## Work order
Give back every entry below, exactly as written.

## Records shown
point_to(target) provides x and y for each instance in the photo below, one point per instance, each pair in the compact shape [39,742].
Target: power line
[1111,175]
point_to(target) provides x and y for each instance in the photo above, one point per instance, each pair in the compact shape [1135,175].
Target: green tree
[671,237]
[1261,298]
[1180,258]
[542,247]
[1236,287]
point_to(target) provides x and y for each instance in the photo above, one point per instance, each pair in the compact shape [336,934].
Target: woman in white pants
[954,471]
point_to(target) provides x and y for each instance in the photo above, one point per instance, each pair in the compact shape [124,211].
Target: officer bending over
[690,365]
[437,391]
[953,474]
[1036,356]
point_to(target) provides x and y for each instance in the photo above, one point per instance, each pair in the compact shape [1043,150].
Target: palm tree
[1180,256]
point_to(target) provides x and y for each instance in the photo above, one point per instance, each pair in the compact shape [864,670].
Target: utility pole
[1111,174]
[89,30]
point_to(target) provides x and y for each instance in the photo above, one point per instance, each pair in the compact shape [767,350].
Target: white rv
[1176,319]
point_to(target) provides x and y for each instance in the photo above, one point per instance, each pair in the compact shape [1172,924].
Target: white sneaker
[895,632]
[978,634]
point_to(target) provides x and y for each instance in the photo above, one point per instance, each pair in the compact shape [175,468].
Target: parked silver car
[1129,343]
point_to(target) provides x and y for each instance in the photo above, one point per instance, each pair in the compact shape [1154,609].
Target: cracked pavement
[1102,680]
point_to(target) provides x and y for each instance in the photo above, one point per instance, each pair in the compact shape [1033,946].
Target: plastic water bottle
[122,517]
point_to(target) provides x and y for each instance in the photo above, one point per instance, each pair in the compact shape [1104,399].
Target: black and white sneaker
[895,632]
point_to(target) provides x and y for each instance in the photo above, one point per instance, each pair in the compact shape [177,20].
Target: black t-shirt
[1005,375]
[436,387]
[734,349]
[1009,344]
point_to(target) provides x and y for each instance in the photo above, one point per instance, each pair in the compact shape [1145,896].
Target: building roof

## Solution to this problem
point_to(target) provides x and y for each instance in the photo below, one point per instance, each pair in the compact shape [39,742].
Target: power line
[1111,175]
point_to(target) provides x and y for each instance in the photo above, one point per instance, each pair in the compact shape [1135,175].
Target: green tree
[671,237]
[1261,298]
[1180,258]
[542,247]
[1236,287]
point_to(target) provides x and y for each instance in the photo above, one point per instance, each pair in the compact shape [336,934].
Target: woman in white pants
[954,471]
point_to(target) provides x and y for each instance in the photo above, one point per instance, each pair in the compact shape [124,211].
Target: officer bending over
[690,365]
[437,391]
[953,474]
[1036,356]
point_to(target) provides x and y for each instance in the photo above, one point per instance, each pair in the compact shape [1043,150].
Target: palm tree
[1180,256]
point_to(target) provides x and y for each instance in the photo above, one point per instance, each pair in the compact shape [864,670].
Target: utility pole
[1111,174]
[89,30]
point_to(target) provides x and y for each instance in the photo above, one point per instance, each pair in the compact shape [767,350].
Target: white rv
[1176,319]
point_to(target) provides x and y for each instance in the photo above, one point per instance, each pair in the compact shape [1172,924].
Target: white sneaker
[895,632]
[978,634]
point_to(target) provides x and y for each instance in the photo above, one point per instance, each pair in the compact shape [175,468].
Target: parked silver car
[1129,343]
point_to(target) provides x and y for each instance in the photo above, one point per instance, each pair in the compact shape [1154,609].
Target: cracked pavement
[1102,680]
point_to(target) provides x and y for each instance in the photo above, one point per instance, each pair in the compact shape [1033,946].
Target: plastic water bottle
[122,517]
point_to(target) provides x and y for each instance in the photo above, one point per instance, each pair in the compact shape [1104,399].
Target: black and white sneaker
[895,632]
point_to(target) provides x and y for each instance in the photo above, one point per instance, each pair in the compact shape [177,20].
Target: black t-shirt
[1005,375]
[436,387]
[734,349]
[1009,344]
point_to(target) provides x and y for each instance in the photo above, one point per instance, each pair in the compact shape [1145,896].
Target: building roof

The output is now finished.